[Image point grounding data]
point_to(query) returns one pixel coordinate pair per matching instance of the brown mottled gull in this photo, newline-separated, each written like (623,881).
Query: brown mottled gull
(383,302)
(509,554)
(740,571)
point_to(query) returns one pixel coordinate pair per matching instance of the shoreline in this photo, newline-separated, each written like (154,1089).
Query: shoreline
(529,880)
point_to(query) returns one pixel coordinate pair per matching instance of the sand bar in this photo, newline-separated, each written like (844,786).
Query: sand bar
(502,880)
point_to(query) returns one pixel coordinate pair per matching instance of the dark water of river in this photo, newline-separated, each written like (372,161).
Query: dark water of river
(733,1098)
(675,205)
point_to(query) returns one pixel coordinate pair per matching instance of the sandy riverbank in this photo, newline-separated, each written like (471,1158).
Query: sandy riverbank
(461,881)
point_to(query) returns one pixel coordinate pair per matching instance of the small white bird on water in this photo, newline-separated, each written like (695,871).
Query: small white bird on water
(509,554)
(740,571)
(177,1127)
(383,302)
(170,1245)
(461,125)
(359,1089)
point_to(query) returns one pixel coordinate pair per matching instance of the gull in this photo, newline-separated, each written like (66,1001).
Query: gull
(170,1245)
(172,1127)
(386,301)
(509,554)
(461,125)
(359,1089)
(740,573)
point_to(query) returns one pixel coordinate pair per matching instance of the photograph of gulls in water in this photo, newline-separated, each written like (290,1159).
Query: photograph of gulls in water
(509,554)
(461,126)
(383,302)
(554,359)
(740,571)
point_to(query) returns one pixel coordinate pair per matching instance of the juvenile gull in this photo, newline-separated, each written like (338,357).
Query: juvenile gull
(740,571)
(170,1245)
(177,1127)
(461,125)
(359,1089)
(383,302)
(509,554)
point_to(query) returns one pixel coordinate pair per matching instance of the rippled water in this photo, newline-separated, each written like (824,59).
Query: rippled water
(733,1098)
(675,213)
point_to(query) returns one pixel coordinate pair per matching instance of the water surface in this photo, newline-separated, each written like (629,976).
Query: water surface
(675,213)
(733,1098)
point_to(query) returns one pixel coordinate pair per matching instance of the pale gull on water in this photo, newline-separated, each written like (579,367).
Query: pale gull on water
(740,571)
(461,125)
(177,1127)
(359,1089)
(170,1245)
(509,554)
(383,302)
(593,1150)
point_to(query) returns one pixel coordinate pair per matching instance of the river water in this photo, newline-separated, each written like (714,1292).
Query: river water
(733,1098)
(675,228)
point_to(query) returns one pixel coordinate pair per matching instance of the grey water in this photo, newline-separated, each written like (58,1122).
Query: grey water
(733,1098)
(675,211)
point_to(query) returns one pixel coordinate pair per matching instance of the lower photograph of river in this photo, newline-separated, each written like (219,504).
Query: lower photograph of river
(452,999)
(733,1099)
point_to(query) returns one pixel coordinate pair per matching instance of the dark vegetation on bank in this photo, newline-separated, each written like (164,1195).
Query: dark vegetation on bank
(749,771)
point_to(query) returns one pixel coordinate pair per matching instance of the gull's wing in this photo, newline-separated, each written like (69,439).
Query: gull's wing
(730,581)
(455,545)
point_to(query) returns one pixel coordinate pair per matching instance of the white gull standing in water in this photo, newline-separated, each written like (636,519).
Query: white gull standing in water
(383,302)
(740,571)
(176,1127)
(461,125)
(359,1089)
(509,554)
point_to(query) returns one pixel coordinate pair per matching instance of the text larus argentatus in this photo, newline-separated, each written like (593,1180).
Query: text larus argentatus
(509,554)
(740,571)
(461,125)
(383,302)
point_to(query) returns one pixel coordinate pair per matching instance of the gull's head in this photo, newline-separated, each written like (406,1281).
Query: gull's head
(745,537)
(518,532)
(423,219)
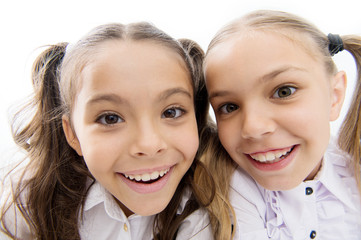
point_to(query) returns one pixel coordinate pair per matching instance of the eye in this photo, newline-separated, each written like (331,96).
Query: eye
(109,119)
(228,108)
(284,92)
(173,113)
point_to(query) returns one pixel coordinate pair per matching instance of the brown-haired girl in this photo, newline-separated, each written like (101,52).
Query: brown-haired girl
(274,89)
(112,144)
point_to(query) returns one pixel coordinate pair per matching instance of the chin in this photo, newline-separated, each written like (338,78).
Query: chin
(152,209)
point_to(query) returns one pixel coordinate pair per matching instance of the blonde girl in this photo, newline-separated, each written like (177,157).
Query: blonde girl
(112,141)
(274,89)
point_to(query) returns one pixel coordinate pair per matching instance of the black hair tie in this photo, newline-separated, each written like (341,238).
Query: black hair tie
(335,44)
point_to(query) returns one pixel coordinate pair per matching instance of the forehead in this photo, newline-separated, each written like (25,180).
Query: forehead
(260,45)
(130,67)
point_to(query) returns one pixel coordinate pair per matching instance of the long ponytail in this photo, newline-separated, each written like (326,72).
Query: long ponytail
(52,201)
(350,131)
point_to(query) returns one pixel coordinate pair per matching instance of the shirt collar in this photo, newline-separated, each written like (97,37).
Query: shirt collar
(97,195)
(334,172)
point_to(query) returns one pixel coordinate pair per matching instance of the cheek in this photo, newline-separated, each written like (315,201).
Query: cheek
(227,132)
(187,141)
(99,154)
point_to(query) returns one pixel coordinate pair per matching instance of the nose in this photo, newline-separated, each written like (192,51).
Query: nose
(148,140)
(257,123)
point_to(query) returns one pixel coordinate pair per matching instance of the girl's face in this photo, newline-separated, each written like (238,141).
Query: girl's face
(273,103)
(134,123)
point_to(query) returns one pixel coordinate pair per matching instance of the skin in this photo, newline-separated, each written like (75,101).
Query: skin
(134,114)
(270,95)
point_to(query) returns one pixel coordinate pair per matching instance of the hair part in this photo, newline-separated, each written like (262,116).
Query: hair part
(56,191)
(315,43)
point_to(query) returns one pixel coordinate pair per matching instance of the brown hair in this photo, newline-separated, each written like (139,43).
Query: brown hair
(52,197)
(277,21)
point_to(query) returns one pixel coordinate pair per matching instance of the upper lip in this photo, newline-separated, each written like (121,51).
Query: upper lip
(266,150)
(147,170)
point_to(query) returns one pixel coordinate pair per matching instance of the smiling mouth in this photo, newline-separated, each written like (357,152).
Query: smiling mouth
(272,156)
(147,177)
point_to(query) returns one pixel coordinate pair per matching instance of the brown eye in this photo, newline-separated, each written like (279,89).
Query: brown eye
(109,119)
(283,92)
(172,113)
(228,108)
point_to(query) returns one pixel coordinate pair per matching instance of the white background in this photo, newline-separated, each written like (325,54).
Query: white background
(28,24)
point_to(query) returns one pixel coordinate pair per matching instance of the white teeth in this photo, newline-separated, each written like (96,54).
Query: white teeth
(269,156)
(145,177)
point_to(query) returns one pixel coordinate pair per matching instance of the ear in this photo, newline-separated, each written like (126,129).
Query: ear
(338,91)
(70,135)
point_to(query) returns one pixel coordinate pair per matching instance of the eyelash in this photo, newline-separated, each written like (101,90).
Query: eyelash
(178,109)
(102,119)
(179,112)
(222,109)
(277,91)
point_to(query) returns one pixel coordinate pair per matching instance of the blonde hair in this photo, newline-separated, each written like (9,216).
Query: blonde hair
(285,23)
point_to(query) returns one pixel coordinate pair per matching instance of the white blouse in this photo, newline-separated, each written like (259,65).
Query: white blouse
(103,219)
(328,207)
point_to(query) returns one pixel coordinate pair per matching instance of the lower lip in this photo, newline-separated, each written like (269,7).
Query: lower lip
(276,165)
(145,188)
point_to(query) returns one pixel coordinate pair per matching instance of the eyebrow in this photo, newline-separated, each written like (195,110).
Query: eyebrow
(114,98)
(265,78)
(169,92)
(275,73)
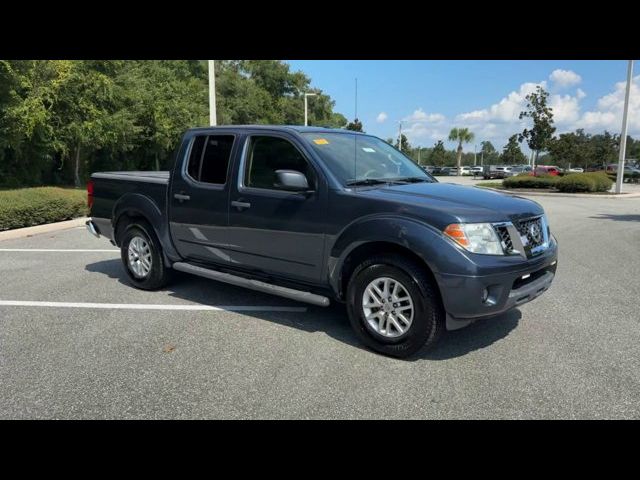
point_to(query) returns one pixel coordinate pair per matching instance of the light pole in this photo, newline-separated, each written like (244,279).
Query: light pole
(305,105)
(400,135)
(623,136)
(213,121)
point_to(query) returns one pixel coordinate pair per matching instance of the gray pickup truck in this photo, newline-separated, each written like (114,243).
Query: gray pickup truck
(316,215)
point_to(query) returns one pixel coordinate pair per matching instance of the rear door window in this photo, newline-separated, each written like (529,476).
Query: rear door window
(210,158)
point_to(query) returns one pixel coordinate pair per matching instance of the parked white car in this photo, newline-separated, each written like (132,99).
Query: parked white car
(463,170)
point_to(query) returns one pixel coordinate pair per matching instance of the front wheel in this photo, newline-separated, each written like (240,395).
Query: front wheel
(142,257)
(393,306)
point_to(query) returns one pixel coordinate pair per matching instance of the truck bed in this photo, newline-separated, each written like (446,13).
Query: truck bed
(141,191)
(136,176)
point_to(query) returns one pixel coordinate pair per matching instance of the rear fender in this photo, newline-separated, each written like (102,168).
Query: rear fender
(138,205)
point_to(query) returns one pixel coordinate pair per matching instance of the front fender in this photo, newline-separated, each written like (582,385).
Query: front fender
(436,251)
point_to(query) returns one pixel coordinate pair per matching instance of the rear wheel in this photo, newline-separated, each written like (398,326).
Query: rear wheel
(393,306)
(142,257)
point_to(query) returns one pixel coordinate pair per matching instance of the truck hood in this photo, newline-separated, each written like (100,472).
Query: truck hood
(445,203)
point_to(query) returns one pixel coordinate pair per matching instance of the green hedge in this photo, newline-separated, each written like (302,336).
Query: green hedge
(529,181)
(26,207)
(584,182)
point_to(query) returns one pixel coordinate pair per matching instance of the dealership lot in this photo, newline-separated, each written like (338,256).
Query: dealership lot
(209,350)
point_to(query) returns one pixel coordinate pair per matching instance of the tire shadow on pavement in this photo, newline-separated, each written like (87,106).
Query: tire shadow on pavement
(331,320)
(478,335)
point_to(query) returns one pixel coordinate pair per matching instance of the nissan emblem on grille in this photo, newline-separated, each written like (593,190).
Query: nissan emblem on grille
(535,232)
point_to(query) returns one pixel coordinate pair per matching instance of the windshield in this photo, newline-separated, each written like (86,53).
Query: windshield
(363,159)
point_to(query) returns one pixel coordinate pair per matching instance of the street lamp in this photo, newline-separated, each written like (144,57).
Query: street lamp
(305,105)
(400,134)
(623,136)
(212,94)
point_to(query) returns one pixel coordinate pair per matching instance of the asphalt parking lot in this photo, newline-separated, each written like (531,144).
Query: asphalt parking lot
(201,349)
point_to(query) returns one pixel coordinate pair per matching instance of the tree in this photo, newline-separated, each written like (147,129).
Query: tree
(60,120)
(460,135)
(356,126)
(511,153)
(438,154)
(405,145)
(539,137)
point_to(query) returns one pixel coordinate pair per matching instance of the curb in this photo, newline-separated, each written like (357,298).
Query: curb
(562,195)
(40,229)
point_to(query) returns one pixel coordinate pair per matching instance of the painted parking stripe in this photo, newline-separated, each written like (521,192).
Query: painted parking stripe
(138,306)
(57,250)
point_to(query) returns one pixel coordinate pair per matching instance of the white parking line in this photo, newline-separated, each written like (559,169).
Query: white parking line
(56,250)
(138,306)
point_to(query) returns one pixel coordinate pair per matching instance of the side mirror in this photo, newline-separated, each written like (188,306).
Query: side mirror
(292,180)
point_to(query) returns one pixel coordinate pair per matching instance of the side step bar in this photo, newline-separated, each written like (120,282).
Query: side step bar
(298,295)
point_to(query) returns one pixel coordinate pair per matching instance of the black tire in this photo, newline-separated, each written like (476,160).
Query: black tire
(429,317)
(159,274)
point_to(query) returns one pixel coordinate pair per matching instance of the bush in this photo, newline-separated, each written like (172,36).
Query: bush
(35,206)
(577,182)
(529,181)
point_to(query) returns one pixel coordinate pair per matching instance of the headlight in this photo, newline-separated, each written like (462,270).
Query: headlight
(475,237)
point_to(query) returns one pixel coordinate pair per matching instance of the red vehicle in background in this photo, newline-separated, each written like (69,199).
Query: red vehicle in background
(546,170)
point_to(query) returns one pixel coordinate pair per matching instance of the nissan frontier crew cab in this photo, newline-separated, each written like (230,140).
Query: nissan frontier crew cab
(315,215)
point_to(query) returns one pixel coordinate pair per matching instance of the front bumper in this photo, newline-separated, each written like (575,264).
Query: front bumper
(472,297)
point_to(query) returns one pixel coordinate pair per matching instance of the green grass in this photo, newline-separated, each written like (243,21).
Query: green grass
(26,207)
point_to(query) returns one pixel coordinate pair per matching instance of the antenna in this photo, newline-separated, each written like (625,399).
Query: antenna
(356,116)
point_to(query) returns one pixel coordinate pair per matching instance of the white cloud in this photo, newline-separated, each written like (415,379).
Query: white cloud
(566,109)
(497,122)
(506,110)
(565,78)
(382,117)
(420,115)
(608,112)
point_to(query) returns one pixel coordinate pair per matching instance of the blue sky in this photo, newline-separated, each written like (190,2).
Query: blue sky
(431,97)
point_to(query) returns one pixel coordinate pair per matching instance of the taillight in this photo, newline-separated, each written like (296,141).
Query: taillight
(90,194)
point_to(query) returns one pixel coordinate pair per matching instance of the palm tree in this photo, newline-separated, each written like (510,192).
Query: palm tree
(460,135)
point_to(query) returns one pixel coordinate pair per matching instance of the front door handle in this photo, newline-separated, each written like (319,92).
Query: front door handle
(240,205)
(181,197)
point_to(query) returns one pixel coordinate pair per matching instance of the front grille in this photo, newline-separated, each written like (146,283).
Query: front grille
(505,239)
(532,230)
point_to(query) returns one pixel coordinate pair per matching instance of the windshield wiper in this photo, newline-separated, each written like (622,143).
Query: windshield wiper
(411,179)
(366,181)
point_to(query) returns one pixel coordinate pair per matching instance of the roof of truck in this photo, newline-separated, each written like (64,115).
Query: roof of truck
(295,128)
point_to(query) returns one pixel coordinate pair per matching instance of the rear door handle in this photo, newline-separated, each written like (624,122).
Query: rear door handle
(181,197)
(240,205)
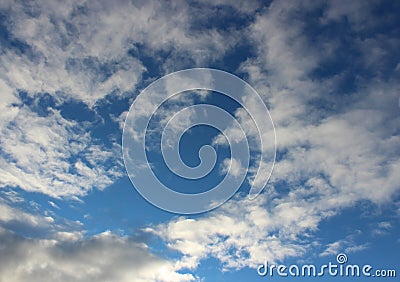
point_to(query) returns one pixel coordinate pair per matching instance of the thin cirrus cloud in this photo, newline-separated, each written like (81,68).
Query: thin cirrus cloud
(337,133)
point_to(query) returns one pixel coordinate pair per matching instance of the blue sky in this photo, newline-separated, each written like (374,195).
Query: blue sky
(329,72)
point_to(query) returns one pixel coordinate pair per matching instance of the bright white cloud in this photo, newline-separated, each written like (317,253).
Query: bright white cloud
(104,257)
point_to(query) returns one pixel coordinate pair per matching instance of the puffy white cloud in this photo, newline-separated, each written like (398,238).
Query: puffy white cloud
(336,147)
(104,257)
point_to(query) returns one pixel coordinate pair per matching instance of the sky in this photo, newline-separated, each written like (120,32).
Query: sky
(328,72)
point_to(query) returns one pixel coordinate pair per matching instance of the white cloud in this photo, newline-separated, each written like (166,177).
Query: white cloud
(104,257)
(329,159)
(37,153)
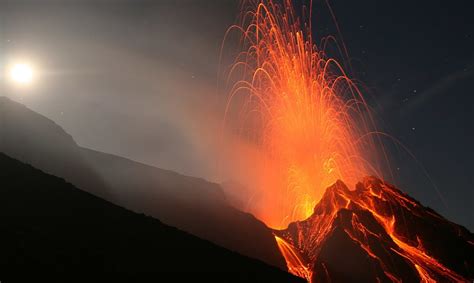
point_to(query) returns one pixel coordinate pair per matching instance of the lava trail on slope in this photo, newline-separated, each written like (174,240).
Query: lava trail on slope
(376,233)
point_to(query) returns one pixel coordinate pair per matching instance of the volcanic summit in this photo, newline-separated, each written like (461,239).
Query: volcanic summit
(376,233)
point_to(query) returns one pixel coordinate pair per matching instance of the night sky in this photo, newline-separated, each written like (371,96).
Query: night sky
(138,79)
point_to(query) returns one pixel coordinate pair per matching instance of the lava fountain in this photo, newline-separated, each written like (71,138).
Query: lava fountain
(307,118)
(312,127)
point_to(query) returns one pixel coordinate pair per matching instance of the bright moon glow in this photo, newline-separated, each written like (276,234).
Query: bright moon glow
(21,74)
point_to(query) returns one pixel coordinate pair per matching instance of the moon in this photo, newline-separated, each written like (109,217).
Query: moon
(22,73)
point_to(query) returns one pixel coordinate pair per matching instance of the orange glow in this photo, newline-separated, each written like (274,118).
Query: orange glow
(379,199)
(312,127)
(308,120)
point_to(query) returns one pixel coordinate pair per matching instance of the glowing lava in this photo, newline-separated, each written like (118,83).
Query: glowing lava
(309,120)
(312,127)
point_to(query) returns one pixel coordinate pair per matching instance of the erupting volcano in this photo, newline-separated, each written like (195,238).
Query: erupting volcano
(309,121)
(313,127)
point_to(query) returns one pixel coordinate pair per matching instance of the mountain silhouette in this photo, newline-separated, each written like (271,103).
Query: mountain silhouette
(47,225)
(190,204)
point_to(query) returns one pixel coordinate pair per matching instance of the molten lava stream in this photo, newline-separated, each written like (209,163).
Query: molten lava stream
(293,260)
(308,120)
(311,126)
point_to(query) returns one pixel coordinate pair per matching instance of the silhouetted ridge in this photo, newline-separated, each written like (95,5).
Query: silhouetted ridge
(47,225)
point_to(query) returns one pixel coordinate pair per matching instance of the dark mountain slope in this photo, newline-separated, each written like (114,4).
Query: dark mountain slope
(190,204)
(46,224)
(32,138)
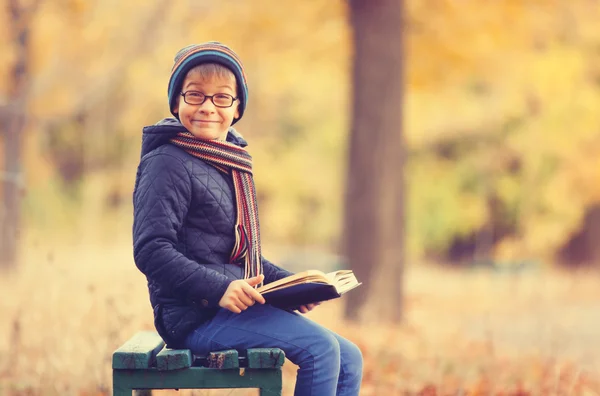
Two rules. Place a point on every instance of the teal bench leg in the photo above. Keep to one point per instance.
(119, 388)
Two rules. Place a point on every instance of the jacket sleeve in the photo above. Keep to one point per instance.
(161, 200)
(273, 272)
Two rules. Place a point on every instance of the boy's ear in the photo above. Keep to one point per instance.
(176, 105)
(236, 115)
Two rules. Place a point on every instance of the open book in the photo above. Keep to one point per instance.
(308, 287)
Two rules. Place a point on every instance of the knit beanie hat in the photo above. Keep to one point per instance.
(211, 52)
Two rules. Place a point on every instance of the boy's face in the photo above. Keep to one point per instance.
(206, 121)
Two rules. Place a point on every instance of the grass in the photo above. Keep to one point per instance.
(69, 305)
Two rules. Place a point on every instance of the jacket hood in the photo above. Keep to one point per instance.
(159, 134)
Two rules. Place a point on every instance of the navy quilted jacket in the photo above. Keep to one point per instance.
(184, 217)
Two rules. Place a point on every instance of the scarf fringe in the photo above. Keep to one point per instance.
(229, 158)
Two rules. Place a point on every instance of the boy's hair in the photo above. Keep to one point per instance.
(212, 52)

- TASK PROMPT
Reproduce word for word the lines of the records above, beginning at the first and ending with the line where "written like (629,976)." appears, and nothing past it.

- RESULT BELOW
point_to(query) returns one pixel coordinate pair per matching instance of the brown mottled gull in this photo, newline-separated, each written like (623,881).
Query: brown mottled gull
(383,302)
(509,554)
(740,571)
point_to(query) returns one pixel coordinate pair per matching instance of the shoreline in this photo, newline-separated, each written like (154,1089).
Query: shoreline
(529,880)
point_to(query) returns one pixel coordinate pair per matching instance of the sand bar in this photo, newline-separated, each written like (844,786).
Query: sand bar
(502,880)
point_to(query) returns one pixel coordinate pair per matching instance of the dark water of river in this photo, newline-separated, each written like (372,161).
Query: dark water of river
(733,1098)
(675,205)
point_to(query) returns one pixel coordinate pair per matching instance of the sandy riverbank in this photo, newline-separated, each written like (471,1158).
Query: sandy riverbank
(461,881)
point_to(query) returns one pixel coordinate pair per matching instance of the small white bird on water in this photo, newline-separated, each written like (695,871).
Query: small white bird on water
(509,554)
(740,571)
(177,1127)
(383,302)
(170,1245)
(461,125)
(359,1089)
point_to(query) returns one pixel coordinate pair per matching instance of the gull in this photo, newline-separated, each written like (66,1001).
Query: gull
(170,1245)
(172,1127)
(386,301)
(509,554)
(461,125)
(359,1089)
(740,573)
point_to(query) returns one pixel coordinate pair per matching instance of the photograph of gulls in water in this photo, newline-separated, each written like (290,1159).
Query: photograph of gulls in water
(509,554)
(461,126)
(383,302)
(554,359)
(740,571)
point_to(query) returns one pixel coordinate pair per matching instance of the juvenile gull in this photo, newline-separated, each written like (338,357).
Query: juvenile gull
(740,571)
(170,1245)
(177,1127)
(461,125)
(359,1089)
(383,302)
(509,554)
point_to(query) returns one pixel coordinate pair per matching instance of the rippled water in this photo, newline-separated, each written like (824,59).
Query: rippled water
(733,1098)
(675,213)
point_to(query) returns one pixel coordinate pair per matching instance of the water surface in this photo, newline-separated, each written like (629,976).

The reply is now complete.